### The task
Transcribe every item below without changing a single character.

Annotation dataset items
━━━━━━━━━━
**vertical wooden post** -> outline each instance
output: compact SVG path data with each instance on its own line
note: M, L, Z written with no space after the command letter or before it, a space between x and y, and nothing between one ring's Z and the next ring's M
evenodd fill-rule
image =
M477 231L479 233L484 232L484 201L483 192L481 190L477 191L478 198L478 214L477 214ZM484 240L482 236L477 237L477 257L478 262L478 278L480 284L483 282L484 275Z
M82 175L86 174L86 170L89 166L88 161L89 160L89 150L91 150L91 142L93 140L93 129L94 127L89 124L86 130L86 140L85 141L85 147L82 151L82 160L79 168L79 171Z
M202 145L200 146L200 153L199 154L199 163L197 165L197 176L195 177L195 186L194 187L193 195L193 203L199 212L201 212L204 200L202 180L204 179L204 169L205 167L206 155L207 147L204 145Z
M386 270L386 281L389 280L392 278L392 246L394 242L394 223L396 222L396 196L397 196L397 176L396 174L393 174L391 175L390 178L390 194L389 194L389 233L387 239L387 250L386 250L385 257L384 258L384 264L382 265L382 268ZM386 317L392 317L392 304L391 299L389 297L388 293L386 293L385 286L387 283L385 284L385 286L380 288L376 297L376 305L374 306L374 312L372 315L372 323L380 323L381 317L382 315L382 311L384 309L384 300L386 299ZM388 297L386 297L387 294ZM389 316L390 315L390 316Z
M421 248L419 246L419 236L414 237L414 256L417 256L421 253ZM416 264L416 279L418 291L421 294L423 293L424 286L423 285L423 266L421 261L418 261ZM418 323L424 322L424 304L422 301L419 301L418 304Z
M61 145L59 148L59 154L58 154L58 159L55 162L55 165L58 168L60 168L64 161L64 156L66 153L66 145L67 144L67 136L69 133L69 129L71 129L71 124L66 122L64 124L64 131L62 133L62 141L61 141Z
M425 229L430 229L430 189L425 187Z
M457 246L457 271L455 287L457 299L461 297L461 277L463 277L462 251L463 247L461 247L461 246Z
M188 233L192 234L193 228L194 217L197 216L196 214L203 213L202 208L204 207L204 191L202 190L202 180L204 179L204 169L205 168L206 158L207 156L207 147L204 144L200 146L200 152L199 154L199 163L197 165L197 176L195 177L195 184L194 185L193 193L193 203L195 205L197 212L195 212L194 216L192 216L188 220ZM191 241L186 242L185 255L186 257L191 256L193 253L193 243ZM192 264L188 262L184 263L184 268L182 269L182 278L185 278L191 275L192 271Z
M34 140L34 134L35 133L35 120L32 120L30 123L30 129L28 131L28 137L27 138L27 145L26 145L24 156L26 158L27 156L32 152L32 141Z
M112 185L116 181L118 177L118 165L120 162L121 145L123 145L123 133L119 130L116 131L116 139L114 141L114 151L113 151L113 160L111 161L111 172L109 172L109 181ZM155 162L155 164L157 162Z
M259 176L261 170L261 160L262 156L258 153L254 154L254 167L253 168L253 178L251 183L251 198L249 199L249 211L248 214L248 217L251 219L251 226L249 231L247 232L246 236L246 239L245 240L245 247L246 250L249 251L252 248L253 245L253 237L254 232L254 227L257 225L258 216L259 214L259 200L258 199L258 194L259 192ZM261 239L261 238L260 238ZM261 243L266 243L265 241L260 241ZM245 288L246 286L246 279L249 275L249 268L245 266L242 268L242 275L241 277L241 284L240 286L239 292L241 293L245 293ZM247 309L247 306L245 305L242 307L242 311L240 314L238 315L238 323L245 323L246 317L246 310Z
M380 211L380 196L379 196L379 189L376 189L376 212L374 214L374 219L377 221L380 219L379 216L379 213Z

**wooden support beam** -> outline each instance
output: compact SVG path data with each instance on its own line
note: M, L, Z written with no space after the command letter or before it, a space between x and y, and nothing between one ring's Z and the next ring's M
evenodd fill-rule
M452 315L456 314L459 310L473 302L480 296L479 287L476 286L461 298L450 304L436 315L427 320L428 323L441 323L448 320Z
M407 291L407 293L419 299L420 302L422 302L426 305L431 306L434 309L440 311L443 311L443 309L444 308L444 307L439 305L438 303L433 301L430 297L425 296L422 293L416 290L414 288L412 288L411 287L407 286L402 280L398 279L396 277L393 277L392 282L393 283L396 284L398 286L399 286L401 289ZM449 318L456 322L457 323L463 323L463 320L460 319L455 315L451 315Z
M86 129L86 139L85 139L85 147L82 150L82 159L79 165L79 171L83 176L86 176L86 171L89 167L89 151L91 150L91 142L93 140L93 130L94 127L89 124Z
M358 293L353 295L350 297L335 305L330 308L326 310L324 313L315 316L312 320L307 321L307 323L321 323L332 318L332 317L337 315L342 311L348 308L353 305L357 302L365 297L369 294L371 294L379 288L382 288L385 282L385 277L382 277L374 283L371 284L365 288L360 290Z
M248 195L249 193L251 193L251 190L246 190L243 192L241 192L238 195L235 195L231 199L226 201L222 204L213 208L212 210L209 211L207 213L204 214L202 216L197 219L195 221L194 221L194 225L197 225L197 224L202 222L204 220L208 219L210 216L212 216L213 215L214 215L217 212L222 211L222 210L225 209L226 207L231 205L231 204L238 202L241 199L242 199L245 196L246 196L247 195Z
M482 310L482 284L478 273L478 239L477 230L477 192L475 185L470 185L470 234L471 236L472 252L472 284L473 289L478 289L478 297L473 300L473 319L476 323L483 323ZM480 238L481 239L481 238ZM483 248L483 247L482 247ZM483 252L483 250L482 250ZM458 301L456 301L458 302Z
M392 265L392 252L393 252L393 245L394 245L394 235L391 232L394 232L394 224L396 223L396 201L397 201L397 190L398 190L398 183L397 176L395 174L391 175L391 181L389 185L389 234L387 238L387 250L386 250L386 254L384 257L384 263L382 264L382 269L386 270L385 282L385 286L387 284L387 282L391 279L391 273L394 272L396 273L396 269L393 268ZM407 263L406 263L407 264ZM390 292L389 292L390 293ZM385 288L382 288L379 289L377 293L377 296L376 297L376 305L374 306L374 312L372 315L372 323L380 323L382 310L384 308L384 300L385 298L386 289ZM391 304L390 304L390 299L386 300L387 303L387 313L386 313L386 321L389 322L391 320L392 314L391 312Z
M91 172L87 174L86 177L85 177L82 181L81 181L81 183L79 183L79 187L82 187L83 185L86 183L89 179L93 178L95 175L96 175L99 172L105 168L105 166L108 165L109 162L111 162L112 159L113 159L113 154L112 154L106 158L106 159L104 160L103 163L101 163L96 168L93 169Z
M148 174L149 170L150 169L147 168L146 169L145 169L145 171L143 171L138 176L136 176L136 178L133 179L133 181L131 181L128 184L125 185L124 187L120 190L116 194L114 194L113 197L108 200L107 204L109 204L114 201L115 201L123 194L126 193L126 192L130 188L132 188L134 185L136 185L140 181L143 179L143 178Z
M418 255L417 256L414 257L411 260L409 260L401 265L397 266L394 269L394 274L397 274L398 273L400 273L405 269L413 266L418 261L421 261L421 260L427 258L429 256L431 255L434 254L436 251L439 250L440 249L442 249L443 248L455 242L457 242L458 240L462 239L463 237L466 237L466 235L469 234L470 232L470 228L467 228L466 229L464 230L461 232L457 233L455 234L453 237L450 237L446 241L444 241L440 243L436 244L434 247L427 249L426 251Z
━━━━━━━━━━
### Written answer
**vertical wooden post** -> outline each instance
output: compact SVG path data with each instance on its own line
note: M, L, Z written with no space after the command letter or before it, a space between x and y, and nothing between one ring's Z and the next ring's M
evenodd fill-rule
image =
M477 231L479 233L484 232L484 201L483 192L481 190L477 191L478 198L478 214L477 214ZM484 240L482 236L477 237L477 257L478 262L478 278L480 284L483 282L484 275Z
M82 175L86 174L86 170L89 166L88 161L89 160L89 150L91 150L91 142L93 140L93 129L94 127L89 124L86 130L86 140L85 141L85 147L82 151L82 160L79 168L79 171Z
M202 145L200 146L200 153L199 154L199 163L197 165L197 176L195 177L195 186L194 187L193 195L193 203L199 212L201 212L204 200L202 180L204 179L204 169L205 167L206 155L207 147L204 145Z
M386 270L386 281L389 280L392 278L392 246L394 242L394 223L396 222L396 196L397 196L397 176L396 174L393 174L391 175L390 178L390 194L389 194L389 233L387 239L387 250L386 250L385 257L384 258L384 264L382 265L382 268ZM386 317L392 317L392 304L391 299L389 297L388 293L386 293L385 286L387 283L385 284L385 286L380 288L376 297L376 305L374 306L374 312L372 315L372 323L380 323L381 317L382 315L382 311L384 309L384 300L386 299ZM388 297L386 297L387 294ZM389 316L390 315L390 316Z
M421 248L419 246L419 236L414 237L414 256L417 256L421 253ZM416 264L416 279L418 291L421 294L423 293L424 286L423 285L423 266L421 261L418 261ZM418 323L424 322L424 304L422 301L419 301L418 304Z
M61 145L59 148L59 154L58 154L58 159L55 162L55 165L58 168L60 168L64 161L64 156L66 153L66 145L67 144L67 136L69 133L69 129L71 129L71 124L66 122L64 124L64 131L62 133L62 141L61 141Z
M425 229L430 229L430 189L425 187Z
M457 246L457 271L455 287L457 299L461 297L461 277L463 277L462 251L463 247L461 247L461 246Z
M188 233L192 234L193 228L194 217L197 216L196 214L203 213L202 208L204 207L204 191L202 190L202 180L204 179L204 169L205 168L206 158L207 156L207 147L204 144L200 146L200 152L199 154L199 163L197 165L197 176L195 177L195 184L194 185L193 193L193 203L195 205L197 212L195 212L194 216L192 216L188 220ZM191 241L186 242L185 255L186 257L191 256L193 253L193 243ZM192 264L188 262L184 263L184 268L182 269L182 278L185 278L191 275L192 271Z
M34 140L34 134L35 133L35 120L32 120L30 123L30 129L28 131L28 137L27 138L27 145L26 145L24 156L26 158L27 156L32 152L32 141Z
M112 185L116 181L118 177L118 165L120 162L121 145L123 145L123 133L119 130L116 131L116 139L114 141L114 151L113 151L113 160L111 161L111 172L109 172L109 181ZM155 162L155 164L157 162Z
M259 176L261 170L261 160L262 156L258 153L254 154L254 167L253 168L253 178L251 183L251 198L249 199L249 211L248 214L248 217L251 219L251 226L249 231L247 232L246 236L246 239L245 240L245 247L246 250L249 251L252 248L253 245L253 237L254 232L254 227L257 225L258 216L259 214L259 200L258 199L258 194L259 192ZM261 239L261 238L260 238ZM261 243L266 243L265 241L260 241ZM245 288L246 286L246 279L249 275L249 268L245 266L242 268L242 275L241 277L241 284L240 286L239 292L241 293L245 293ZM247 309L247 306L245 305L242 307L242 311L240 314L238 315L238 323L245 323L246 317L246 310Z
M380 211L380 196L379 196L379 189L376 189L376 212L374 214L374 219L377 221L380 219L379 216L379 213Z

**wooden support beam** -> outline each instance
output: compact SVG path data with each instance on its own line
note: M, L, Z written with no space after the command letter or before it, a space between x and y, and nothing between one ring's Z and the next ring's M
evenodd fill-rule
M452 315L456 314L459 310L473 302L480 296L479 287L476 286L461 298L450 304L436 315L427 320L428 323L441 323L448 320Z
M407 291L407 293L419 299L420 302L422 302L426 305L431 306L434 309L440 311L443 311L443 309L444 308L444 307L439 305L438 303L433 301L430 297L425 296L422 293L416 290L414 288L412 288L411 287L407 286L402 280L398 279L396 277L393 277L392 282L393 283L396 284L398 286L399 286L401 289ZM449 318L456 322L457 323L463 323L463 320L460 319L455 315L451 315Z
M86 129L86 139L85 139L85 147L82 150L82 159L79 165L79 171L83 176L86 176L86 171L89 167L89 151L91 150L91 142L93 140L93 130L94 127L89 124Z
M358 293L353 295L350 297L335 305L330 308L326 310L324 313L315 316L312 320L307 321L307 323L321 323L332 318L332 317L337 315L342 311L348 308L353 305L357 302L365 297L369 294L371 294L379 288L382 288L385 282L385 277L382 277L374 283L371 284L365 288L360 290Z
M248 195L249 193L251 193L251 190L246 190L243 192L241 192L238 195L235 195L231 199L226 201L222 204L213 208L212 210L209 211L207 213L204 214L202 216L197 219L195 221L194 221L194 225L197 225L197 224L202 222L204 220L208 219L210 216L212 216L213 215L214 215L217 212L222 211L222 210L225 209L226 207L231 205L231 204L238 202L241 199L242 199L245 196L246 196L247 195Z
M482 310L482 284L478 273L478 239L477 230L477 192L475 185L470 185L470 234L471 236L472 252L472 284L473 289L478 289L478 297L473 300L473 319L476 323L483 323ZM480 238L481 239L481 238ZM483 248L483 247L482 247ZM483 252L483 250L482 250ZM458 301L456 301L458 302Z
M392 265L392 252L393 252L393 245L394 245L394 235L391 232L394 232L394 224L396 223L396 201L397 201L397 190L398 190L398 183L397 176L395 174L391 175L391 181L389 185L389 234L387 238L387 250L386 250L386 254L384 257L384 263L382 264L382 269L386 270L385 282L385 286L387 284L387 282L391 279L391 273L394 272L396 273L396 269L393 268ZM407 263L406 263L407 264ZM390 292L389 292L390 293ZM385 288L382 288L379 289L377 293L377 296L376 297L376 305L374 306L374 312L372 315L372 323L380 323L382 310L384 308L384 300L385 298L386 289ZM391 304L390 304L390 299L386 300L387 303L387 313L386 313L386 321L389 322L391 320L392 314L391 312Z
M91 172L87 174L86 177L85 177L82 181L81 181L81 183L79 183L79 187L82 187L83 185L86 183L89 179L93 178L95 175L96 175L99 172L105 168L105 166L108 165L109 162L111 162L112 159L113 159L113 154L112 154L106 158L106 159L104 160L103 163L101 163L96 168L93 169Z
M148 174L149 170L150 169L147 168L146 169L145 169L145 171L143 171L138 176L136 176L136 178L133 179L133 181L131 181L128 184L125 185L124 187L120 190L116 194L114 194L113 197L108 200L107 204L109 204L114 201L115 201L123 194L126 193L126 192L130 188L132 188L134 185L136 185L140 181L143 179L143 178Z
M418 255L417 256L414 257L411 260L409 260L401 265L397 266L394 269L394 274L397 274L398 273L400 273L405 269L413 266L418 261L421 261L421 260L427 258L429 256L431 255L434 254L436 251L439 250L440 249L442 249L443 248L455 242L457 242L458 240L462 239L463 237L466 237L466 235L469 234L470 232L470 228L467 228L466 229L464 230L461 232L457 233L455 234L453 237L450 237L446 241L444 241L440 243L436 244L434 247L427 249L426 251Z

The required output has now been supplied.